Information supplied section start

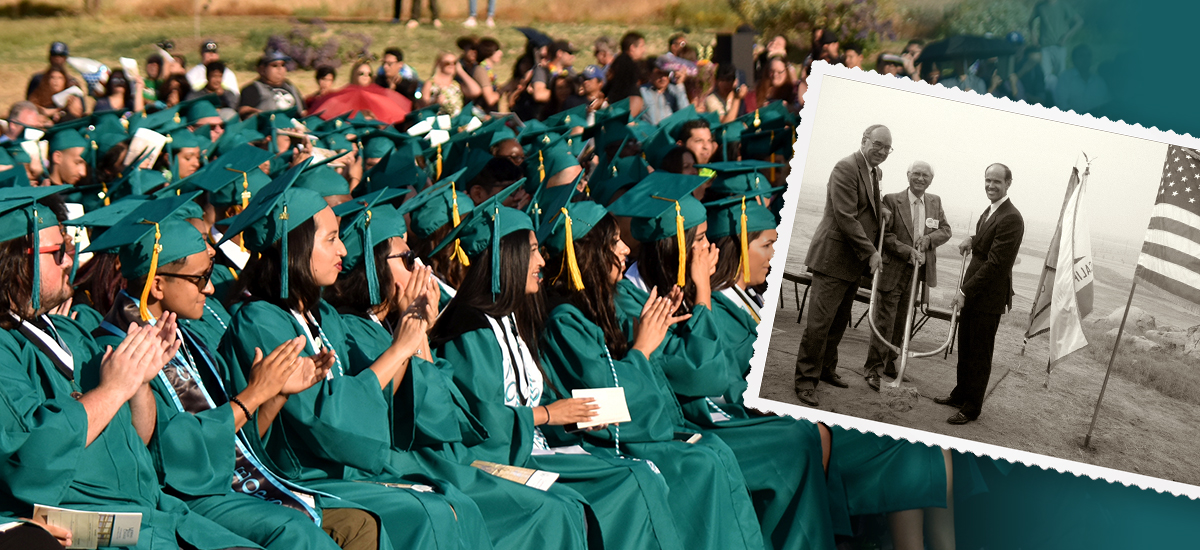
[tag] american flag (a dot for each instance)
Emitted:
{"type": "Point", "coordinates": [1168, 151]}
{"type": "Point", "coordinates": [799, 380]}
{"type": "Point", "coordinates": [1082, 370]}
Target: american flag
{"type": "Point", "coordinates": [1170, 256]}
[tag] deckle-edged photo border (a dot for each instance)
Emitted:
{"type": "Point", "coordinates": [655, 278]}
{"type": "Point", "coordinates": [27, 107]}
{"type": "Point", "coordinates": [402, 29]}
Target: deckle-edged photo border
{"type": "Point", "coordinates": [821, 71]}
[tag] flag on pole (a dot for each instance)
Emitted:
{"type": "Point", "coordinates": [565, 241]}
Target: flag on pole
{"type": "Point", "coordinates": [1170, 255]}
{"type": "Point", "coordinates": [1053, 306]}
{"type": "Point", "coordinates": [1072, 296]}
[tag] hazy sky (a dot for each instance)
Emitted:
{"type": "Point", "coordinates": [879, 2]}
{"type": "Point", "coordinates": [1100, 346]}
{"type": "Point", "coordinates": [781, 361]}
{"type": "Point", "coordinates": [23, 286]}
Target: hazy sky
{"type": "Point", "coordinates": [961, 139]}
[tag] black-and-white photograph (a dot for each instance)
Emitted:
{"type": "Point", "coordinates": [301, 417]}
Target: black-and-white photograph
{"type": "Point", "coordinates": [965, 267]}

Information supplied section end
Information supplied section start

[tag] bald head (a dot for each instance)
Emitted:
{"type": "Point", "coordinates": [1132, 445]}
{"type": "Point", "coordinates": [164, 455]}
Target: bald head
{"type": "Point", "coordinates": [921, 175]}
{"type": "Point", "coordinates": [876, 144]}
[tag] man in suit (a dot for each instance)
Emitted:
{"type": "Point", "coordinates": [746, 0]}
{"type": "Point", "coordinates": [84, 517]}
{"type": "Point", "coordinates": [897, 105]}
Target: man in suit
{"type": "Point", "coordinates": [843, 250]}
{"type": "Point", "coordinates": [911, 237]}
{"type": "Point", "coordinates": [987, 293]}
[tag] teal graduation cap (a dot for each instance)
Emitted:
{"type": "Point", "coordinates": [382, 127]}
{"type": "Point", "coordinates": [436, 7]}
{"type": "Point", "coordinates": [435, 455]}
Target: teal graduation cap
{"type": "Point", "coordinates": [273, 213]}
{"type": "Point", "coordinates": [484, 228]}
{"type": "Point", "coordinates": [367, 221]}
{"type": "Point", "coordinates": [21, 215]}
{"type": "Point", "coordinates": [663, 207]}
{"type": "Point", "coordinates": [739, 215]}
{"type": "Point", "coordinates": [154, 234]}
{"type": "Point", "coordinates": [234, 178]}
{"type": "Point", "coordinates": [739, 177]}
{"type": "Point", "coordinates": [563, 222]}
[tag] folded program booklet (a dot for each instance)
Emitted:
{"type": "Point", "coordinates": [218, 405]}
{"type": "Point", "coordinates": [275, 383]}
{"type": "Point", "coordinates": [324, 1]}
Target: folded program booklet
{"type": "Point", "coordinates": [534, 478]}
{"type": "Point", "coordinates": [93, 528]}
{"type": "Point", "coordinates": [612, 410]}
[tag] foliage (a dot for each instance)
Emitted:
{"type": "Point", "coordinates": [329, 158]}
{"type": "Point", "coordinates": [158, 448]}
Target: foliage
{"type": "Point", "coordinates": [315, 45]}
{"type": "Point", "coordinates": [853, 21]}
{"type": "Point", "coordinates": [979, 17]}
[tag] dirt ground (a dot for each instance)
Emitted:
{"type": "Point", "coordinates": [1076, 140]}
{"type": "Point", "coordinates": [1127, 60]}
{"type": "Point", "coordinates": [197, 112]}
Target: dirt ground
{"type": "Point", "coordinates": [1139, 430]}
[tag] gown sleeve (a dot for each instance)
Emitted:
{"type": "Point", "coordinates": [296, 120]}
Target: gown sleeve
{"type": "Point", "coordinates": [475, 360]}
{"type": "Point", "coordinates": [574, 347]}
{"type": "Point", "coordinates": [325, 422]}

Information supplied section end
Information supplied section start

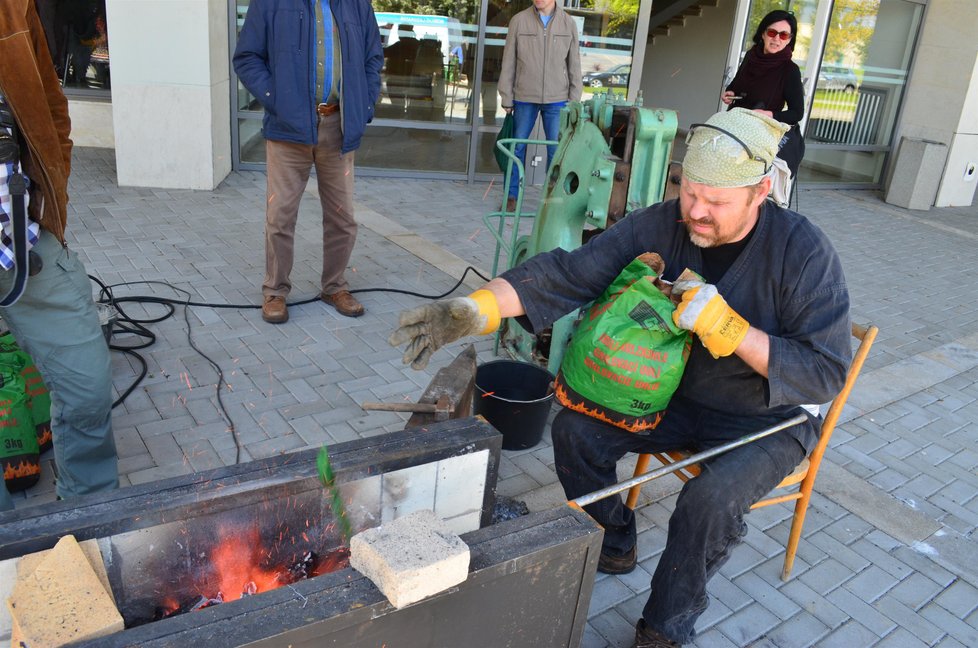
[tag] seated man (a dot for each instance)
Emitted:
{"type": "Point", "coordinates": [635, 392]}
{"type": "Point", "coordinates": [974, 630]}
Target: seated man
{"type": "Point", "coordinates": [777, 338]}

Information supplied section end

### The task
From the data above, return every line from the line that has "[tag] american flag (a dot for each instance)" up to and including the line that has "[tag] deckle-edged photo", exactly.

### Task answer
[tag] american flag (a dot for each instance)
Emitted:
{"type": "Point", "coordinates": [1168, 151]}
{"type": "Point", "coordinates": [799, 380]}
{"type": "Point", "coordinates": [1082, 370]}
Target: american flag
{"type": "Point", "coordinates": [1170, 256]}
[tag] deckle-edged photo border (a dot for each instance)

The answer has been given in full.